_Passage provided_
┄┄┄┄┄┄┄┄┄┄┄┄┄┄┄┄┄┄┄┄

"I was a war baby who was born in 1942, but my earliest memories of my childhood years was from the end of the war onwards. Even though I was a young boy aged 6 or 7 years, I was aware of the difference in mood that pervaded the country after the 'Second World War' had been brought to an end.
Whatever station and class in life one were born into, everyone, particularly the working classes started to look forward again to a more peaceful and prosperous land and a return to more settled family ways and traditions. Families returned to their Sunday walks after the morning church service and visits to the local park to listen to the brass bands resumed. Fresh air was consumed in abundance as most people walked everywhere within a good half-hour stretch of the legs, and children played out from morning until bedtime at weekends. All around the land, one could sense a newborn freedom that promised advancement for all, providing one was prepared to offer a good day's labour for a fair day's pay.
Nowhere exemplified this post-war freedom better than the change in colours that surrounded one's daily life. Out went the drab colours and boring patterns that painted our houses and partitioned walls. Young women no longer had to crayon the lines up the back of their legs anymore to disguise the fact that they had no nylon stockings to wear. Whereas previously, the only women who wore proper nylons (often provided as payment for services rendered by the Yanks based on British soil), were those who were considered 'improper' by those English beauties who refused to sell out. The fashion and colours in women's clothes and dresses and undergarments underwent a revolutionary transformation. Out went tightly clinging twin-suits and in came free-flowing dresses in all the colours of the rainbow, patterned in wild polka dots peppering the contours of the attractive feminine bodies they wrapped around.
There was a general abandonment of the more 'stuffy' by the younger generation in favour of all manner of new thinking and more fashionable ways that often set them at odds with their elders as 'the generation gap' came into being and started to widen with the passing of each year. Instead of wanting to be like their mum and dad as they grew through their middle-to-late teenage years, young men and women were determined to be different and look different from their parents.

┄┄┄┄┄┄┄┄┄┄┄┄┄┄┄┄┄┄┄┄

_Rows_
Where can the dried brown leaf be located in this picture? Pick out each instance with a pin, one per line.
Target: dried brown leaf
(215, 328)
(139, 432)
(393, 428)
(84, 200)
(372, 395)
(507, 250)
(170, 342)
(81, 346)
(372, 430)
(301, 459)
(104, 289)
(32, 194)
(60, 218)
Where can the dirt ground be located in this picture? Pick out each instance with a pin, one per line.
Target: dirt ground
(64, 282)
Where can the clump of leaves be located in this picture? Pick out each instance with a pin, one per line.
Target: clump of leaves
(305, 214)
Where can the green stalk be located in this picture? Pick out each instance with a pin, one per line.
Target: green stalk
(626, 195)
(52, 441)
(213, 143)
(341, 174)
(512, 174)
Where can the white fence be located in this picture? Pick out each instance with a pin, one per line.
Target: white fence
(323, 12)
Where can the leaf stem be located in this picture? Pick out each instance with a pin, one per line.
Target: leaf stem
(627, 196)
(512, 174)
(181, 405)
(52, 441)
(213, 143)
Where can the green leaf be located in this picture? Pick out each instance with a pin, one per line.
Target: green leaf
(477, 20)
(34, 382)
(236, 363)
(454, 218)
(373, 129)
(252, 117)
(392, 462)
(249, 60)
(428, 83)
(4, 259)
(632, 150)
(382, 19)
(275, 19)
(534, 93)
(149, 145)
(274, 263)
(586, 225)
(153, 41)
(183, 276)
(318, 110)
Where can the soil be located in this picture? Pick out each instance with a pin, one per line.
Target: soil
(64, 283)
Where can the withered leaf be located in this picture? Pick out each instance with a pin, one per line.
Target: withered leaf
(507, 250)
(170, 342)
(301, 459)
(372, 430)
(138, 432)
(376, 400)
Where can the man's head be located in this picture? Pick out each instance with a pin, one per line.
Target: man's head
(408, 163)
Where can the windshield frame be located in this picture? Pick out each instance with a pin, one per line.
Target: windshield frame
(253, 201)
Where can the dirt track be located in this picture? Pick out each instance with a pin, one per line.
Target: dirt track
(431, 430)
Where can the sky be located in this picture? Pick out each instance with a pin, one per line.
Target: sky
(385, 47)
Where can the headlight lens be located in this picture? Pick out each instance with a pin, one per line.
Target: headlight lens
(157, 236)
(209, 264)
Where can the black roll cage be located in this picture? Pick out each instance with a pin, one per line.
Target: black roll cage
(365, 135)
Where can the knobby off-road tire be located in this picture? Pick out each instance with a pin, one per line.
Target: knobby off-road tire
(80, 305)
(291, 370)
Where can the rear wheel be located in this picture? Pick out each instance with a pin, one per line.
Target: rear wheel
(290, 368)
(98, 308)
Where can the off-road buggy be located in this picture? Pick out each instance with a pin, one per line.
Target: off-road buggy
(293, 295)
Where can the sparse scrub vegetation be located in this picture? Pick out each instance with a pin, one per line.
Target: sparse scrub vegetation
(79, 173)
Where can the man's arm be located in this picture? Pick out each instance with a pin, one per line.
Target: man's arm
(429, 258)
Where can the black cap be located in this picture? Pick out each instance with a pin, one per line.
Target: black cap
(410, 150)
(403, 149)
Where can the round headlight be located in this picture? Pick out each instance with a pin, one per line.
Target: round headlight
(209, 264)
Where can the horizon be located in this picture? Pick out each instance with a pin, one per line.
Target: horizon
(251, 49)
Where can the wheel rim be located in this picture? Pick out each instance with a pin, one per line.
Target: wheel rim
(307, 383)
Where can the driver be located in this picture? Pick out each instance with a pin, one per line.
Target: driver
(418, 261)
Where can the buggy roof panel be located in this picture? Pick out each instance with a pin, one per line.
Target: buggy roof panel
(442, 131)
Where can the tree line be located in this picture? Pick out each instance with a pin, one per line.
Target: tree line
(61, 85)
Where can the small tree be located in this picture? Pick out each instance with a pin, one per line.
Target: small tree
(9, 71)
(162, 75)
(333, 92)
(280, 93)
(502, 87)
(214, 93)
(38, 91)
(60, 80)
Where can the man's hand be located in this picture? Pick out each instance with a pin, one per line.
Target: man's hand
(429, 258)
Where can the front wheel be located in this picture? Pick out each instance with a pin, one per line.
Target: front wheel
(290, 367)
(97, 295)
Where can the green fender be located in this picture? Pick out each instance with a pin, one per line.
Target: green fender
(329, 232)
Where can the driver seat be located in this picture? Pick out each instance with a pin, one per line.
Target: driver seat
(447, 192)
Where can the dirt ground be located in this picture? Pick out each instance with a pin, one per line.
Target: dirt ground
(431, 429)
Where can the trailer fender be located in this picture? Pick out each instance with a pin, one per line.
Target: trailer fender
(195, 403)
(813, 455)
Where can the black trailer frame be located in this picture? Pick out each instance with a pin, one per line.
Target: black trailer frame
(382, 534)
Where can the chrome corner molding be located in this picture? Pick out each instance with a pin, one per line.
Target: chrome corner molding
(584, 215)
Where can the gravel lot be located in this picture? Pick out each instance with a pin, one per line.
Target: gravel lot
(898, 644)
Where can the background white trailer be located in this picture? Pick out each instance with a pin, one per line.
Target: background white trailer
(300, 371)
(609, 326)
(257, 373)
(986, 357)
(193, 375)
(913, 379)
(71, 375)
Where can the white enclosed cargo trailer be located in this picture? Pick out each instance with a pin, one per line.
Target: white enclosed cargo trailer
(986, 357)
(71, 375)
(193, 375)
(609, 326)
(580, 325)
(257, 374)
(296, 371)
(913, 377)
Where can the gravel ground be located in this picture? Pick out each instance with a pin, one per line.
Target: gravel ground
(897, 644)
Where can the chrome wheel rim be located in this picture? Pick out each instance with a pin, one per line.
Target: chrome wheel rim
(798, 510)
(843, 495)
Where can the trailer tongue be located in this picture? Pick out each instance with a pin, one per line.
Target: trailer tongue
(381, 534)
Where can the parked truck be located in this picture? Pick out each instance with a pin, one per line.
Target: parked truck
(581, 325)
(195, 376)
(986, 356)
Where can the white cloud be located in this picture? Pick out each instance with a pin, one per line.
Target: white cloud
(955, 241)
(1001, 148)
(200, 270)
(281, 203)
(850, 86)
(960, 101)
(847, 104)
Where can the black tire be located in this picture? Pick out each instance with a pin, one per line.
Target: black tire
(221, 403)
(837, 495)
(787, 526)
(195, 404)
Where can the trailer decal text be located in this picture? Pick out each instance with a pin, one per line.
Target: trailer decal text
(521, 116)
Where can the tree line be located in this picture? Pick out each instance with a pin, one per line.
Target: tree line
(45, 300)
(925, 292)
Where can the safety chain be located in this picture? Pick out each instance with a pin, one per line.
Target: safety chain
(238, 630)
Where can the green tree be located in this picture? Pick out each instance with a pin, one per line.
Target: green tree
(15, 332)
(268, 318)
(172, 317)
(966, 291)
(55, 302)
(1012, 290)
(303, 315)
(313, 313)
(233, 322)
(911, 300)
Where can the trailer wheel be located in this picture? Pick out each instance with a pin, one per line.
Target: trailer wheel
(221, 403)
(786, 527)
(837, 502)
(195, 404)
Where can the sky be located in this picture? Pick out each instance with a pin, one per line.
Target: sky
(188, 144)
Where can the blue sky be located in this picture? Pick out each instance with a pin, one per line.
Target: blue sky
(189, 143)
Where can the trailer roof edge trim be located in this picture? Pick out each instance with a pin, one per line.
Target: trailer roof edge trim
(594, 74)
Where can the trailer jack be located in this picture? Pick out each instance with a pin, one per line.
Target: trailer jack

┄┄┄┄┄┄┄┄┄┄┄┄┄┄┄┄┄┄┄┄

_Problems and tasks_
1. Using the post-war memoir, list every item the writer says "went" out of daily life after the war.
2. Decide whether each statement agrees with the post-war memoir. Answer yes or no for each, and quote the words of the memoir that settle it.
(a) The writer was born in 1942.
(b) At weekends, children played outside only in the afternoon.
(c) As they grew through their teenage years, young people wanted to resemble their parents.

_Answers for the exercise_
1.
- Drab colours that painted houses and partitioned walls
- Boring patterns that painted houses and partitioned walls
- Tightly clinging twin-suits

2.
(a) Yes: "I was a war baby who was born in 1942"
(b) No: "children played out from morning until bedtime at weekends"
(c) No: "young men and women were determined to be different and look different from their parents"